Исходный текст:
>>>
Сезонный поселок на мысе Востра существовал долго, только так могло накопиться вокруг очагов такое количество потерянных или выброшенных предметов. А вот погибло оно в одночасье и скорее всего от какой-то эпидемии или стихийного бедствия. Только так у очагов могли остаться лежать гарпуны и прочие предметы — ножи, топоры, шлифовальные плиты, — на которые никто из современников не покусился. Поодаль от этого было еще одно подобное стойбище, значительно менее разрушенное, что давало возможность в будущем заняться его исследованием. На востоке Терского берега обитатели этих двух крупных стойбищ были явно пришлыми людьми, их родину следовало искать западнее и южнее, там, где были известны лабиринты и где находились надежные свидетельства обитания именно морских охотников.

В первую очередь на скалах возле реки Выг.

Низовья реки Выг у впадения ее в Белое море знамениты множеством изображений, выбитых тысячелетия назад на скалах возле воды. Впервые их исследовал и описал А. М. Линевский, археолог и писатель; их изучал В. И. Равдоникас, А. Я. Брюсов и многие другие археологи, представлявшие, как и с лабиринтами, две точки зрения — «реальную», или бытовую, и «ритуальную», или магическую. Теперь, когда в результате раскопок Ю. А. Савватеева открыто еще большее число рисунков, находившихся под намытым рекой песком, в котором лежали остатки неолитических стойбищ, представляющих разные археологические культуры, можно видеть, что правы были и те и другие. Каждый из них для подтверждения своей точки зрения обращался к разным группам рисунков, к изображениям, отличавшимся и по своему содержанию, и по стилю.
<<<
Задания:
• 1. Воспроизведите без изменений отрывок из текста о древних стойбищах и наскальных рисунках: начните со слов «В первую очередь» и остановитесь после слов «и по стилю.».
• 2. Продолжите текст о древних стойбищах и наскальных рисунках, начав сразу после его последнего предложения.

(Фрагменты набора данных с разметкой местоположений)
>>>
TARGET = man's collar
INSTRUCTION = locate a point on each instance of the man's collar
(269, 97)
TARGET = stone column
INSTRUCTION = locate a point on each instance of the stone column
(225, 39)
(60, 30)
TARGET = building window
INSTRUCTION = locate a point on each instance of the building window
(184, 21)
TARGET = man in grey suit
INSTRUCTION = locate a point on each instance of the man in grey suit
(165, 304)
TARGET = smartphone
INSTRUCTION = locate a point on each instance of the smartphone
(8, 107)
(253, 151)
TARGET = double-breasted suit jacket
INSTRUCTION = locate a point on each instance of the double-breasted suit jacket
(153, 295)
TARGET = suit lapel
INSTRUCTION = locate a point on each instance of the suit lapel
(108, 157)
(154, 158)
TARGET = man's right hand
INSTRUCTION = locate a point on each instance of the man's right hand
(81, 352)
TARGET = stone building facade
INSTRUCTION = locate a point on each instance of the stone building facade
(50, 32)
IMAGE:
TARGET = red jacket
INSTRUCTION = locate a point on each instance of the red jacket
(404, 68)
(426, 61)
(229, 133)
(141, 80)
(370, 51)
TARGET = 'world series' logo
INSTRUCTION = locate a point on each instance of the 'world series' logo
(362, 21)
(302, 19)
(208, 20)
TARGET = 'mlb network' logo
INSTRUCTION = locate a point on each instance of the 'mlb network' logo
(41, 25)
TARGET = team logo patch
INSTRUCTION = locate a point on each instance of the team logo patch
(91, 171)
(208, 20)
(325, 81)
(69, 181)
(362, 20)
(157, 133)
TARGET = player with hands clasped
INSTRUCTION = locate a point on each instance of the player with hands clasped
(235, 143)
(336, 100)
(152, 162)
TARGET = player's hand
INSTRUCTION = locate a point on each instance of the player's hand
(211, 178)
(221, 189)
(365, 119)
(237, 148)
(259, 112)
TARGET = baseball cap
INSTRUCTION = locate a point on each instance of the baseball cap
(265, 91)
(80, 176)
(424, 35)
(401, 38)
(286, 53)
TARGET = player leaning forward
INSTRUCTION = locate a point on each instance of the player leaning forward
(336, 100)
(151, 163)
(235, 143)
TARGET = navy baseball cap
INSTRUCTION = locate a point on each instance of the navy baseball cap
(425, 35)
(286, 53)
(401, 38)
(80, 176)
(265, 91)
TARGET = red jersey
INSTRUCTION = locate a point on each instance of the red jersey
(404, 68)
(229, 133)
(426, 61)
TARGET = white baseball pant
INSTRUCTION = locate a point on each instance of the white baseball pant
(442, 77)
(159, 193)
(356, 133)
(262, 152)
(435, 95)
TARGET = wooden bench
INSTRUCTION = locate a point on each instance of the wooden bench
<<<
Ответы к заданиям:
• 1.
В первую очередь на скалах возле реки Выг.

Низовья реки Выг у впадения ее в Белое море знамениты множеством изображений, выбитых тысячелетия назад на скалах возле воды. Впервые их исследовал и описал А. М. Линевский, археолог и писатель; их изучал В. И. Равдоникас, А. Я. Брюсов и многие другие археологи, представлявшие, как и с лабиринтами, две точки зрения — «реальную», или бытовую, и «ритуальную», или магическую. Теперь, когда в результате раскопок Ю. А. Савватеева открыто еще большее число рисунков, находившихся под намытым рекой песком, в котором лежали остатки неолитических стойбищ, представляющих разные археологические культуры, можно видеть, что правы были и те и другие. Каждый из них для подтверждения своей точки зрения обращался к разным группам рисунков, к изображениям, отличавшимся и по своему содержанию, и по стилю.

• 2.
Здесь можно видеть громадные, чуть ли не в натуральную величину вереницы лосей, выполненные художником первобытности изящно и точно; здесь есть интереснейшие по своему повествовательному динамизму «комиксы», рассказывающие об удачной охоте на этих великанов северных лесов зимой — потому что охотники передвигаются на лыжах; сцены весенней и осенней охоты с луком и стрелами на боровую дичь и на стаи водоплавающей птицы. Здесь можно увидеть картины военных столкновений, какие-то загадочные действа, происходящие с большим количеством участников, — танцы или торжественные шествия обнаженных людей, так что действие, без сомнения, происходит летом, и рядом с ними — выступление в поход отряда лыжников… Тут же отдельные изображения птиц, зверей, изредка — рыб; «конфликтные» сцены, действующие лица которых оказываются проткнуты стрелами, а рядом или в непосредственной близости — какие-то загадочные звезды, розетки, изображения одноногой фигуры «беса», как его именовали местные жители, и выбитые в камне отпечатки человеческой ступни…

И все-таки больше всего здесь рисунков, связанных с морем, морским промыслом, охотой на морского зверя, с морскими экспедициями и даже военными столкновениями на море.

Везде здесь можно видеть изображения нерп, белух, причем как отдельных животных, так и в момент охоты на них. Морские охотники, стоящие или сидящие в лодках, мечут в животных гарпуны. В ряде случаев животное оказывается загарпунено сразу с нескольких лодок — от них к нему протягиваются натянутые прямые или только еще распускающиеся линии, изображающие длинные и гибкие кожаные лини, соединявшие наконечник гарпуна с лодкой. Но самое любопытное в этих сценах, на мой взгляд, — сами лодки.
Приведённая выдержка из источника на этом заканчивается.